Exercise: Reproduce the records that follow exactly as they are written.

==============================

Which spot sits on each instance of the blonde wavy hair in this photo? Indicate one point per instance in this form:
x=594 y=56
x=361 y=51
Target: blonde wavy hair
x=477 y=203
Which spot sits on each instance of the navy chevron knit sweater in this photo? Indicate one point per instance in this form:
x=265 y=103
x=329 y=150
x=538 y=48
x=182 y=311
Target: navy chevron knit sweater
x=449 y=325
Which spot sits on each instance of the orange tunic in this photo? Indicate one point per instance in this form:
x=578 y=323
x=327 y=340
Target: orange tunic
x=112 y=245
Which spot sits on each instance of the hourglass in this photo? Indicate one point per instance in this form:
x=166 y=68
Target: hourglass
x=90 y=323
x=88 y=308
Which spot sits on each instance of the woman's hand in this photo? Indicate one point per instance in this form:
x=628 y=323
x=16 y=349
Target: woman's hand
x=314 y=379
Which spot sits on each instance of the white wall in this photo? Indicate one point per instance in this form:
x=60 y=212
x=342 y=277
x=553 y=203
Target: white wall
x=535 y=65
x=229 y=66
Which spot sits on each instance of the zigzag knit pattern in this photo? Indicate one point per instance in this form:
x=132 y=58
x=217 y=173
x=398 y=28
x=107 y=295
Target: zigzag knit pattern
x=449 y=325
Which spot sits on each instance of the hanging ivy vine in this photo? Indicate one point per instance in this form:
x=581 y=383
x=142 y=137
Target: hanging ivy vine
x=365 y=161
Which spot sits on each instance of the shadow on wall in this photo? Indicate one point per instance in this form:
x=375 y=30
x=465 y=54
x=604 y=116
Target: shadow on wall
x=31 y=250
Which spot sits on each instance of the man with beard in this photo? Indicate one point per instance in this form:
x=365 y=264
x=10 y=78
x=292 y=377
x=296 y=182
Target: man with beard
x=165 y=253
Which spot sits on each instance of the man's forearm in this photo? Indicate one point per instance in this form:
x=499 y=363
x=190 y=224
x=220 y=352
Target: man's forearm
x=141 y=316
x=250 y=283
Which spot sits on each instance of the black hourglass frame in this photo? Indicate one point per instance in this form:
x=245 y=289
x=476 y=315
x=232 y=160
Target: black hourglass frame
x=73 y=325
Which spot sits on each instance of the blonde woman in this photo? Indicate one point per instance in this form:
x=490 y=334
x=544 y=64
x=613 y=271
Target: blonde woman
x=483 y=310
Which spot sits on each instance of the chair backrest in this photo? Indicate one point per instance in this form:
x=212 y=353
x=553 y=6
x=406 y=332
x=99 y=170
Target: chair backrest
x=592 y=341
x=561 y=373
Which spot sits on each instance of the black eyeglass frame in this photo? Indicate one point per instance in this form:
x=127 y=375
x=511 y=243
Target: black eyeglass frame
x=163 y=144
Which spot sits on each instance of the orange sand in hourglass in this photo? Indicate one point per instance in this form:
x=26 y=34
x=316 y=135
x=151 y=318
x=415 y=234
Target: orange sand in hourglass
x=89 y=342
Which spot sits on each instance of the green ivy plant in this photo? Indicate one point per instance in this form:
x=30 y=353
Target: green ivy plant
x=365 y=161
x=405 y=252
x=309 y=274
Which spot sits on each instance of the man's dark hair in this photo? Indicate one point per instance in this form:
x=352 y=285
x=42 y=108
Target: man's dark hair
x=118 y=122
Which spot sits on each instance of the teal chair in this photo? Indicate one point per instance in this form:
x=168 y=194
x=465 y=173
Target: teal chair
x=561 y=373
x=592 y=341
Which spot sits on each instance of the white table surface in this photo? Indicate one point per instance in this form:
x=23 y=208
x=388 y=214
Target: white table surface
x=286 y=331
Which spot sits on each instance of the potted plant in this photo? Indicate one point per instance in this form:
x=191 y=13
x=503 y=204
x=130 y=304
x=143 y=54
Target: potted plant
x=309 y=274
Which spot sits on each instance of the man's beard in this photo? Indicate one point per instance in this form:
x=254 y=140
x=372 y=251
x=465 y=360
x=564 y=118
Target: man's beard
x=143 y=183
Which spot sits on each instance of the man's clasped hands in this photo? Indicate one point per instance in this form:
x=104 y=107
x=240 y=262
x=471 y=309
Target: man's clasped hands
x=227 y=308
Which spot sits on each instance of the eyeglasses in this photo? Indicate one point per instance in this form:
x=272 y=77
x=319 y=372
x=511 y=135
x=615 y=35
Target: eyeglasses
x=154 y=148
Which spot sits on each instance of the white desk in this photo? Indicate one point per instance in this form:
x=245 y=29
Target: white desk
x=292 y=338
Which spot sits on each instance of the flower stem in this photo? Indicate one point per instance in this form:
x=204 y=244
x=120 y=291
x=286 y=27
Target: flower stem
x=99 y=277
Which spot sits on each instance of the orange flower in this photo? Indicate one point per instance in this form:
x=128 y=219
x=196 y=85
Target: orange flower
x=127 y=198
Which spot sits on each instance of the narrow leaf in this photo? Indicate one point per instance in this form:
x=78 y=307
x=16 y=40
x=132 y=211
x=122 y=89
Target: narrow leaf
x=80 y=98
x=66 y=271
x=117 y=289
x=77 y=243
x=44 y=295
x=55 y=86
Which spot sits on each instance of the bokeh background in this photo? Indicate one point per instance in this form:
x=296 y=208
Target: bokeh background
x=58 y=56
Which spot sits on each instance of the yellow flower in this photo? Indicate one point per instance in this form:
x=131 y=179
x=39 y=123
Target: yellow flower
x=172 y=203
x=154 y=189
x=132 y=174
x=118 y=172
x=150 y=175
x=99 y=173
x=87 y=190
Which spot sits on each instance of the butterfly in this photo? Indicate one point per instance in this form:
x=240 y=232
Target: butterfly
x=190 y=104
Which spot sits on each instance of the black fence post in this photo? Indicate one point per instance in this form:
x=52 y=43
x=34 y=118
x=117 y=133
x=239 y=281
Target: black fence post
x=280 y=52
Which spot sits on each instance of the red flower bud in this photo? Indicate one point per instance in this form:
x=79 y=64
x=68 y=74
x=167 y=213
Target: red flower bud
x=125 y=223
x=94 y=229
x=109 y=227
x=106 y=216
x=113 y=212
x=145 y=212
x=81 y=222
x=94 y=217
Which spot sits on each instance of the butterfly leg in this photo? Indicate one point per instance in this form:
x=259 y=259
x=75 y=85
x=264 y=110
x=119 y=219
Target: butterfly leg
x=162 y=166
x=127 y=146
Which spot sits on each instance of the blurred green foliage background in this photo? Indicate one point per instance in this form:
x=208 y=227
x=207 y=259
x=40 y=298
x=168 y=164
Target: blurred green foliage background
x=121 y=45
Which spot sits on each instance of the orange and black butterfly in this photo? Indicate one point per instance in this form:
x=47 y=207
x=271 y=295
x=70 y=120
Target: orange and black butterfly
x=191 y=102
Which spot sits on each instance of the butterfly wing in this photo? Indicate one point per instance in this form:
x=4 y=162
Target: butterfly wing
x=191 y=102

==============================

Response below:
Which spot sits on each instance of the blonde wavy hair in this photo? Indicate one point per instance in this form:
x=594 y=56
x=361 y=51
Target: blonde wavy hair
x=477 y=203
Which spot sits on each instance of the navy chevron knit sweater in this photo? Indicate one point per instance in this form:
x=265 y=103
x=329 y=150
x=538 y=48
x=182 y=311
Target: navy chevron knit sweater
x=449 y=325
Which spot sits on each instance of the orange tunic in this photo? Indicate one point per instance in this form:
x=578 y=323
x=327 y=340
Target: orange tunic
x=112 y=245
Which spot sits on each instance of the hourglass in this photo? Indicate one point per instance in this form:
x=166 y=68
Target: hourglass
x=90 y=323
x=88 y=308
Which spot sits on each instance of the woman's hand in this photo? Indicate one point per instance in this form:
x=628 y=323
x=16 y=349
Target: woman's hand
x=314 y=379
Which spot sits on each instance of the white wall in this photo? Indicate one point per instance in this form:
x=60 y=212
x=342 y=277
x=553 y=203
Target: white wall
x=535 y=65
x=229 y=66
Which spot sits on each instance of the zigzag knit pattern in this photo? Indicate one point per instance in this form:
x=132 y=58
x=217 y=173
x=398 y=28
x=107 y=295
Target: zigzag knit pattern
x=449 y=325
Which spot sits on each instance of the hanging ivy vine in this photo? Indicate one point per instance in this form:
x=581 y=383
x=142 y=137
Target: hanging ivy vine
x=365 y=161
Which spot sits on each instance of the shadow on wall in this photo? Indicate one point per instance in this form:
x=375 y=30
x=465 y=54
x=604 y=116
Target: shadow on wall
x=31 y=250
Which spot sits on each instance of the man with beard in this photo? Indicate one point per instance in this form:
x=365 y=264
x=10 y=78
x=292 y=377
x=296 y=182
Target: man with beard
x=165 y=253
Which spot sits on each instance of the man's forearm in this photo? Indicate one point per instance in this form:
x=499 y=363
x=190 y=224
x=220 y=352
Target: man's forearm
x=141 y=316
x=250 y=283
Which spot sits on each instance of the black hourglass frame in this photo? Indicate one point per instance in this form:
x=245 y=289
x=476 y=315
x=232 y=160
Target: black hourglass frame
x=73 y=325
Which spot sits on each instance of the blonde woman in this photo? Indicate one point per instance in this form:
x=490 y=334
x=544 y=64
x=613 y=271
Target: blonde woman
x=483 y=310
Which spot sits on each instance of the chair backrest in this photo? Indicate one point per instance in this form:
x=212 y=353
x=553 y=6
x=406 y=332
x=99 y=170
Target: chair backrest
x=592 y=341
x=561 y=373
Which spot sits on each instance of the black eyeglass frame in this photo? Indicate one point per instance in this form:
x=127 y=375
x=511 y=243
Target: black eyeglass frame
x=163 y=144
Which spot sits on each instance of the orange sand in hourglass in this photo? Indicate one point per instance in this form:
x=26 y=34
x=316 y=135
x=151 y=318
x=415 y=234
Target: orange sand in hourglass
x=89 y=342
Which spot sits on each instance of the green ivy plant in this photo? Indicate one point per instance in this form:
x=30 y=353
Target: green ivy plant
x=365 y=161
x=405 y=252
x=309 y=274
Which spot sits on each instance of the man's dark hair in this photo? Indicate one point per instance in this form:
x=352 y=285
x=42 y=108
Target: man's dark hair
x=118 y=122
Which spot sits on each instance of the teal chair in this photo? Indicate one point per instance in this form:
x=168 y=194
x=465 y=173
Target: teal chair
x=561 y=373
x=592 y=341
Which spot sits on each instance of the white table surface in this photo? Indicate one point per instance in this form:
x=23 y=208
x=388 y=214
Target: white table surface
x=286 y=331
Which spot sits on each instance of the potted plant in this photo? Indicate one point per instance in this form:
x=191 y=13
x=503 y=204
x=130 y=304
x=143 y=54
Target: potted plant
x=309 y=274
Which spot sits on each instance of the man's beard in this photo? Indicate one point per instance in this form:
x=254 y=140
x=372 y=251
x=465 y=360
x=564 y=118
Target: man's beard
x=143 y=183
Which spot sits on each instance of the man's clasped hands in this photo? Indicate one point per instance in this form:
x=104 y=107
x=240 y=262
x=471 y=309
Target: man's clasped hands
x=227 y=308
Which spot sits on each instance of the eyeglasses in this photo? Indicate one point per instance in this form:
x=272 y=77
x=319 y=372
x=511 y=135
x=615 y=35
Target: eyeglasses
x=154 y=148
Which spot sits on each instance of the white desk in this photo? Indicate one point per instance in this form:
x=245 y=29
Target: white desk
x=292 y=338
Which spot sits on each instance of the flower stem in this photo? Indicate one point per instance in this form:
x=204 y=244
x=120 y=291
x=286 y=27
Target: flower stem
x=99 y=277
Which spot sits on each instance of the orange flower in this photo? Indicate one point per instance in this form:
x=128 y=219
x=196 y=85
Target: orange flower
x=127 y=198
Which spot sits on each instance of the narrow leaf in this photo? Indicate one point per instance in this form:
x=78 y=307
x=16 y=40
x=132 y=211
x=122 y=89
Target: narrow leaf
x=80 y=98
x=66 y=271
x=117 y=289
x=77 y=243
x=44 y=295
x=55 y=86
Which spot sits on each instance of the bokeh background in this photo? Indicate one point per instance in this form:
x=296 y=208
Target: bokeh background
x=58 y=56
Which spot sits on each instance of the yellow flower in this photo? Indicate one point per instance in this form:
x=131 y=179
x=39 y=123
Target: yellow flower
x=172 y=203
x=154 y=189
x=132 y=174
x=118 y=172
x=150 y=175
x=99 y=173
x=87 y=190
Which spot sits on each instance of the butterfly in this photo? Indicate one point per instance in this form:
x=240 y=232
Target: butterfly
x=190 y=104
Which spot sits on each instance of the black fence post in this photo? Indicate one point per instance in this form:
x=52 y=43
x=34 y=118
x=117 y=133
x=239 y=281
Target: black fence post
x=280 y=52
Which spot sits on each instance of the red flower bud in this photo? Indicate one point per instance in this form:
x=79 y=64
x=68 y=74
x=167 y=213
Target: red flower bud
x=125 y=223
x=94 y=229
x=109 y=227
x=106 y=216
x=113 y=212
x=145 y=212
x=81 y=222
x=94 y=217
Which spot sits on each instance of the butterfly leg in this photo? Indicate one point per instance in this form:
x=259 y=259
x=75 y=85
x=264 y=110
x=119 y=219
Target: butterfly leg
x=162 y=166
x=127 y=146
Which spot sits on each instance of the blurred green foliage background in this photo? Indicate one point per instance in this form:
x=208 y=227
x=207 y=259
x=40 y=298
x=168 y=164
Target: blurred green foliage background
x=121 y=45
Which spot sits on each instance of the orange and black butterfly in this photo? Indicate one point per instance in this form:
x=47 y=207
x=271 y=295
x=70 y=120
Target: orange and black butterfly
x=191 y=102
Which spot sits on each instance of the butterfly wing in this photo? Indicate one point per instance in this form:
x=4 y=162
Target: butterfly wing
x=191 y=102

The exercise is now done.